» **Texto del ejercicio**:
· · · ·
Por
  • Celia Carrasco Gil

La hora roja

La hora roja
La hora roja
Pixabay

No quisiera dejar que terminara este mes sin antes haberme acordado de una poeta que nació el 9 de febrero de 1904, una voz lírica con progresión de antorcha que supo ascender desde la nada hasta la luz y, en ese no-lugar de la hora roja, en su particular liturgia nacida del color y la armonía, llegó a sincronizar su aliento con toda luminaria. 

Hay en Elisabeth Mulder un rubí que sangra en cada pálpito y un placer doloroso al rojo vivo, una oración rupestre por cuántas cavidades en las que la autora se desprende de su ser en cierta ‘epojé’, en una suspensión, una llaga en el tiempo capaz de acoger en su crisol las gotas que (con)funde la palabra. En esta muerte teresiana que concede, hay cierta voz que opta por salir hacia la entraña, como una resonancia del carbunclo en qué vacío germinal, qué cuerpo desnacido hacia el fulgor o qué oquedad que canta. En esta voz poética, hay un volcán que brama sus latidos y los proyecta hacia otra dimensión, una lágrima de hoguera que crepita, corta y amenaza, una vena que cae hacia arriba en su rito iniciático de rosa, una herida de aurora que ahonda en las profundidades de la ‘claritas’. En esta voz el verso es siempre peregrino cuando hace del sendero su morada, como lecho de estrella, mutación de materia a la que el silencio no detiene. El color se desgrana. Su cromatismo vuelve a la caverna, retorna a los orígenes de un ritmo primordial acompasado. Y qué alondra de luz nos reverbera la ‘Sinfonía en rojo’ si su sangre se eleva hasta el canto.
· · · ·
» **Datos proporcionados**:
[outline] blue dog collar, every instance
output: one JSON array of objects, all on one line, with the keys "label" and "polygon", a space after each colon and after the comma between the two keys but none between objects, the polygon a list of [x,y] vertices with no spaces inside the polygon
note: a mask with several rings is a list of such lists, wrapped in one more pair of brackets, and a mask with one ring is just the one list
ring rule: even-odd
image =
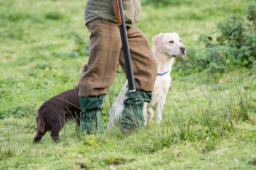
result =
[{"label": "blue dog collar", "polygon": [[166,74],[166,73],[167,73],[169,72],[169,71],[166,71],[165,73],[163,73],[162,74],[160,74],[160,73],[157,73],[157,76],[163,76],[163,75],[165,75],[165,74]]}]

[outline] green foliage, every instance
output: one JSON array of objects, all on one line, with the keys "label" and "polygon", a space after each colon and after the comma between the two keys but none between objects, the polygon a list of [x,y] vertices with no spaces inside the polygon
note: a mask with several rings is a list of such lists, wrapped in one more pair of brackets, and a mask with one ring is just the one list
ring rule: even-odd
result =
[{"label": "green foliage", "polygon": [[76,48],[71,52],[69,56],[72,57],[82,57],[89,55],[90,40],[83,37],[78,31],[70,31],[68,38],[73,39],[76,46]]},{"label": "green foliage", "polygon": [[186,5],[189,5],[193,3],[191,0],[185,0],[180,1],[178,0],[142,0],[141,4],[142,5],[150,5],[153,4],[156,7],[166,7],[168,6],[176,6],[180,5],[182,4],[186,3]]},{"label": "green foliage", "polygon": [[[119,67],[103,109],[102,133],[85,135],[68,121],[60,142],[53,142],[47,132],[33,144],[38,108],[76,86],[87,62],[90,33],[84,24],[84,2],[0,0],[0,169],[255,169],[255,72],[224,70],[211,77],[212,70],[191,73],[182,66],[193,61],[193,68],[201,70],[195,60],[204,70],[205,57],[212,53],[205,49],[219,42],[215,34],[205,36],[202,41],[209,46],[202,50],[196,43],[198,35],[211,34],[232,13],[245,18],[244,9],[251,0],[143,0],[148,5],[142,7],[136,25],[151,45],[160,32],[176,32],[188,49],[176,65],[178,69],[171,73],[161,123],[154,118],[144,129],[127,136],[118,125],[107,129],[109,108],[126,81]],[[252,8],[246,15],[252,19],[245,25],[250,30]],[[248,44],[254,38],[249,37]],[[224,51],[221,57],[222,62],[227,58],[232,63],[232,58],[225,57],[228,41],[219,45]],[[219,51],[215,53],[219,59]],[[223,67],[213,58],[215,62],[207,61],[215,65],[212,68]]]},{"label": "green foliage", "polygon": [[[249,22],[239,14],[234,14],[217,25],[216,42],[212,37],[201,34],[198,43],[207,48],[205,57],[195,60],[201,67],[209,70],[222,70],[223,66],[256,68],[256,6],[251,5],[247,10]],[[221,64],[220,64],[221,63]]]}]

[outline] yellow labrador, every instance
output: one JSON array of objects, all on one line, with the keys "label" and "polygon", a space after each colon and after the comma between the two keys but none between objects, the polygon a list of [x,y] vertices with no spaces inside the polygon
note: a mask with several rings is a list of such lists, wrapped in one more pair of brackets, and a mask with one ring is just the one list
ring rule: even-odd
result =
[{"label": "yellow labrador", "polygon": [[[172,79],[170,73],[174,58],[185,55],[186,52],[186,46],[182,44],[180,38],[176,33],[160,33],[153,37],[152,40],[154,45],[152,50],[158,67],[151,102],[145,102],[143,108],[145,125],[147,119],[151,120],[153,118],[154,111],[151,108],[155,105],[156,121],[158,123],[160,122],[167,93],[171,85]],[[127,83],[126,81],[110,109],[109,128],[121,117],[122,111],[124,108],[123,102],[126,99],[125,94],[128,90]]]}]

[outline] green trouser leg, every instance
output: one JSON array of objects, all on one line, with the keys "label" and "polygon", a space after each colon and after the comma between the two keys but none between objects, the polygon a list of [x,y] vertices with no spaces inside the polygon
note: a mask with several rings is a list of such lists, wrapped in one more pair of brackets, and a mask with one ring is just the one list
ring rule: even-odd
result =
[{"label": "green trouser leg", "polygon": [[80,113],[81,130],[86,130],[88,134],[96,130],[103,130],[101,112],[105,101],[105,95],[98,97],[80,97],[79,102],[82,110]]},{"label": "green trouser leg", "polygon": [[130,92],[128,89],[125,95],[127,99],[123,102],[125,108],[122,112],[121,126],[130,129],[144,126],[143,107],[144,102],[151,101],[152,92],[136,90]]}]

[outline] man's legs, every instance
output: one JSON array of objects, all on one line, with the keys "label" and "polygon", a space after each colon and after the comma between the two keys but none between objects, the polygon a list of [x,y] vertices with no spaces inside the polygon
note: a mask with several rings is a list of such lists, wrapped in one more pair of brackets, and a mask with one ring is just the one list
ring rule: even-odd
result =
[{"label": "man's legs", "polygon": [[[134,92],[128,90],[126,94],[121,120],[124,133],[144,125],[143,107],[144,102],[151,101],[157,71],[157,63],[146,36],[136,26],[128,29],[127,35],[137,90]],[[124,61],[121,50],[119,62],[126,73]]]},{"label": "man's legs", "polygon": [[80,126],[88,133],[102,130],[101,110],[108,87],[116,76],[121,47],[119,28],[102,19],[87,24],[90,32],[88,71],[80,84]]}]

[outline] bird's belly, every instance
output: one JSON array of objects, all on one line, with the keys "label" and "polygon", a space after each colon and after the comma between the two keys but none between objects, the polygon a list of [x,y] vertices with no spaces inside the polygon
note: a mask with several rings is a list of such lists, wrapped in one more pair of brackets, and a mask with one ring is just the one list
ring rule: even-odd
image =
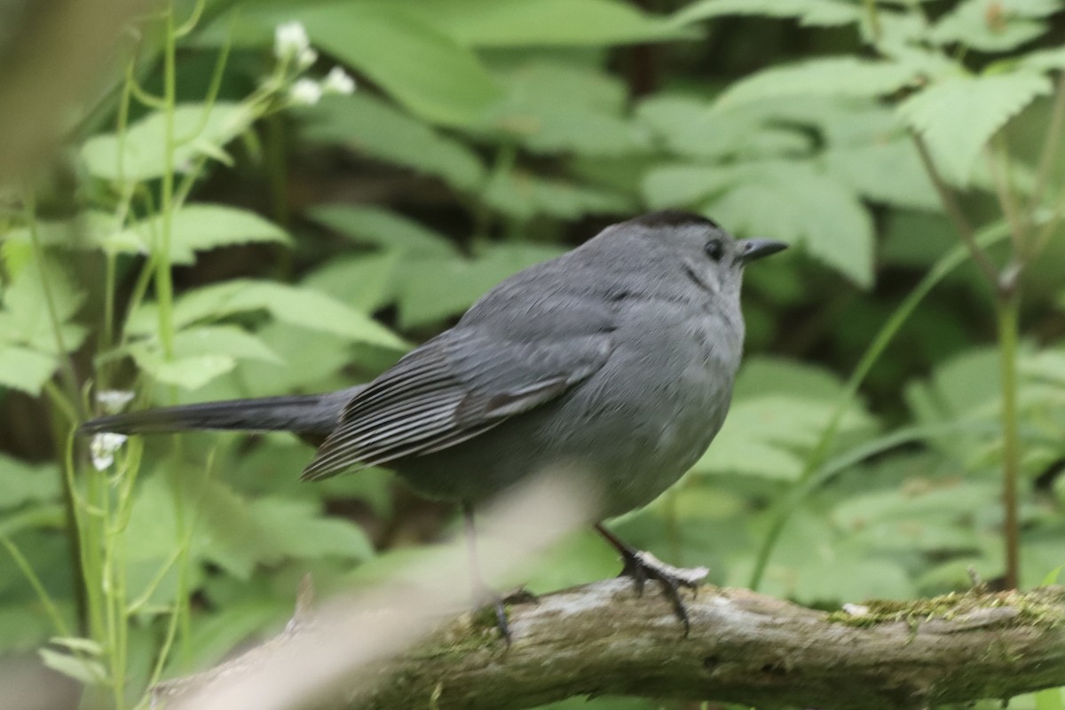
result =
[{"label": "bird's belly", "polygon": [[586,477],[599,492],[593,516],[620,515],[676,482],[721,428],[733,373],[714,369],[700,361],[646,378],[611,362],[553,402],[396,468],[423,494],[471,501],[540,472]]}]

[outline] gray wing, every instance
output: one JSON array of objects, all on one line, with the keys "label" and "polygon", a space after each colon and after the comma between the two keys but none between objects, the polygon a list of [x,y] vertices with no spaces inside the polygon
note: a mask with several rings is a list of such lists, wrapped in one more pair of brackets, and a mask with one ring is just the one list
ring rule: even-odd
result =
[{"label": "gray wing", "polygon": [[517,334],[526,337],[504,340],[495,328],[458,327],[408,353],[348,402],[302,478],[466,441],[563,394],[602,367],[612,348],[610,328],[586,324],[573,329],[584,333],[552,339],[522,330]]}]

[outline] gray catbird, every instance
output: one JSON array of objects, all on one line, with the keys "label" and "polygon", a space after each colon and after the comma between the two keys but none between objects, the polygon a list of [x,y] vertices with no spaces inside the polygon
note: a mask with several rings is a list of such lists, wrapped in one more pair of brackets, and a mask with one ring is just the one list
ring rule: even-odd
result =
[{"label": "gray catbird", "polygon": [[[305,479],[388,466],[460,501],[470,526],[477,501],[566,466],[592,477],[595,519],[612,517],[669,488],[721,428],[743,344],[743,267],[784,248],[655,212],[503,281],[368,384],[117,414],[81,431],[324,435]],[[595,527],[640,588],[663,584],[687,626],[677,588],[693,576]]]}]

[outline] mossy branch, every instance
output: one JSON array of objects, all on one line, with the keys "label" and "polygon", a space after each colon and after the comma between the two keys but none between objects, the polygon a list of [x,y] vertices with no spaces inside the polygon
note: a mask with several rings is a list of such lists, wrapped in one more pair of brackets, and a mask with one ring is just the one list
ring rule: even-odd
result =
[{"label": "mossy branch", "polygon": [[[491,614],[454,616],[372,673],[353,673],[334,696],[343,699],[324,707],[498,710],[609,694],[871,710],[1065,686],[1065,588],[972,591],[835,613],[712,587],[685,598],[687,637],[654,584],[638,596],[627,579],[509,605],[509,648]],[[304,634],[321,634],[315,646],[328,643],[328,630],[299,626],[308,630],[266,646]],[[247,656],[233,663],[256,665]],[[210,696],[210,684],[227,675],[216,668],[161,687],[157,698],[190,686]]]}]

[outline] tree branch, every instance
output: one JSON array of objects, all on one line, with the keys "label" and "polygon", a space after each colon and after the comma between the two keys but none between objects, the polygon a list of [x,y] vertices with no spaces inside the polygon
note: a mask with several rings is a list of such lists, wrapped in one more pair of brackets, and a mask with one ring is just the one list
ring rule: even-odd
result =
[{"label": "tree branch", "polygon": [[688,637],[656,584],[638,596],[628,579],[510,605],[509,648],[491,613],[461,614],[372,674],[353,673],[325,707],[495,710],[610,694],[875,710],[1065,684],[1061,587],[832,614],[744,590],[685,599]]}]

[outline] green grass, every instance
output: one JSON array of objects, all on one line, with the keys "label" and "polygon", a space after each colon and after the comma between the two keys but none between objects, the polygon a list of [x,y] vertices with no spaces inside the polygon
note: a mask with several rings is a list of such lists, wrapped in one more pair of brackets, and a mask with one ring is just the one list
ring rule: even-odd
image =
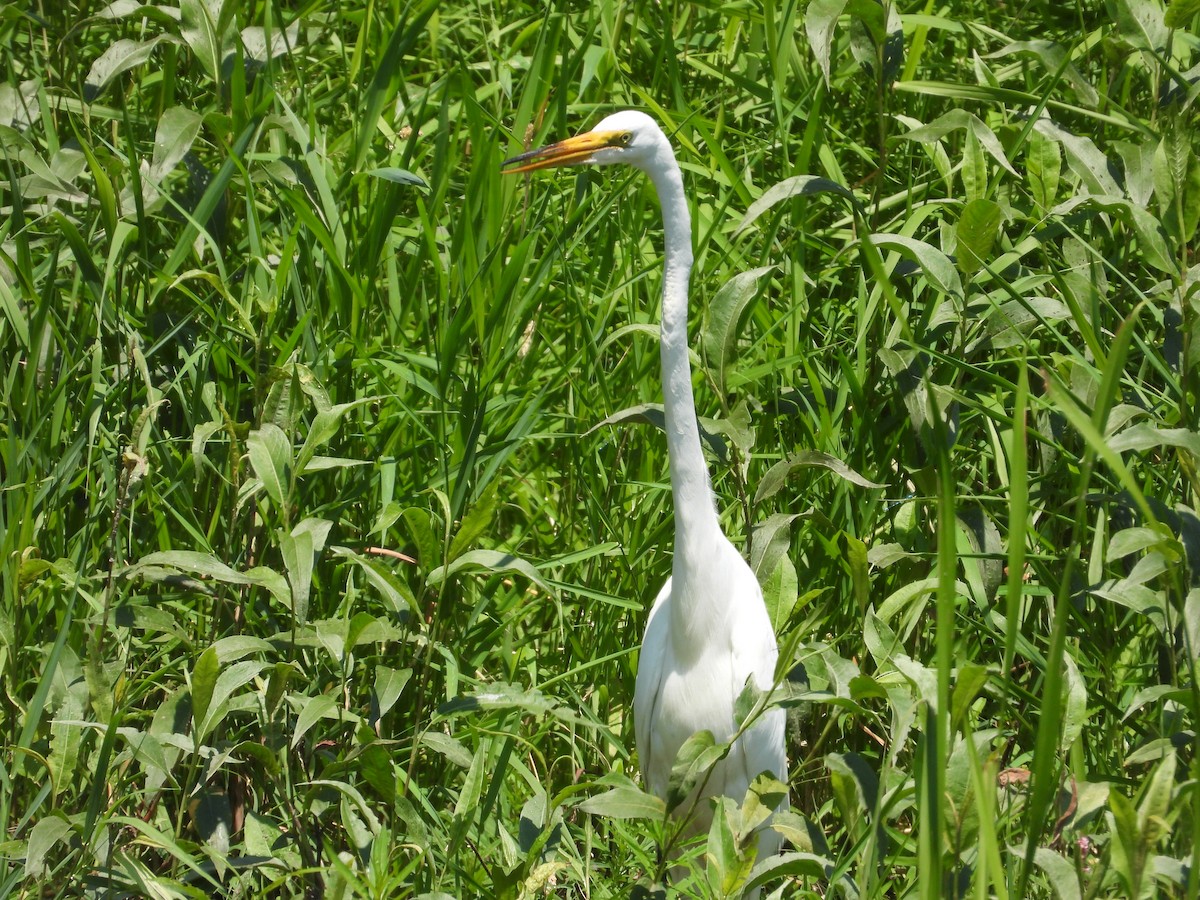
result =
[{"label": "green grass", "polygon": [[[1198,35],[1189,0],[5,6],[0,894],[655,890],[658,205],[499,174],[638,107],[694,200],[722,521],[805,676],[751,878],[1195,895]],[[752,810],[689,895],[740,892]]]}]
· · · ·
» **Consigna 1**:
Responde según el texto sobre Elisabeth Mulder:
(a) ¿En qué fecha nació la poeta?
(b) ¿Quién firma el texto?
(c) ¿Qué título aparece entre comillas en la última oración?
» **Consigna 2**: Reproduce al pie de la letra todo lo que va desde "No quisiera dejar" hasta "con toda luminaria." en el texto sobre Elisabeth Mulder.

» **Resultado del ejercicio 1**:
(a) El 9 de febrero de 1904.
(b) Celia Carrasco Gil.
(c) ‘Sinfonía en rojo’.

» **Resultado del ejercicio 2**:
No quisiera dejar que terminara este mes sin antes haberme acordado de una poeta que nació el 9 de febrero de 1904, una voz lírica con progresión de antorcha que supo ascender desde la nada hasta la luz y, en ese no-lugar de la hora roja, en su particular liturgia nacida del color y la armonía, llegó a sincronizar su aliento con toda luminaria.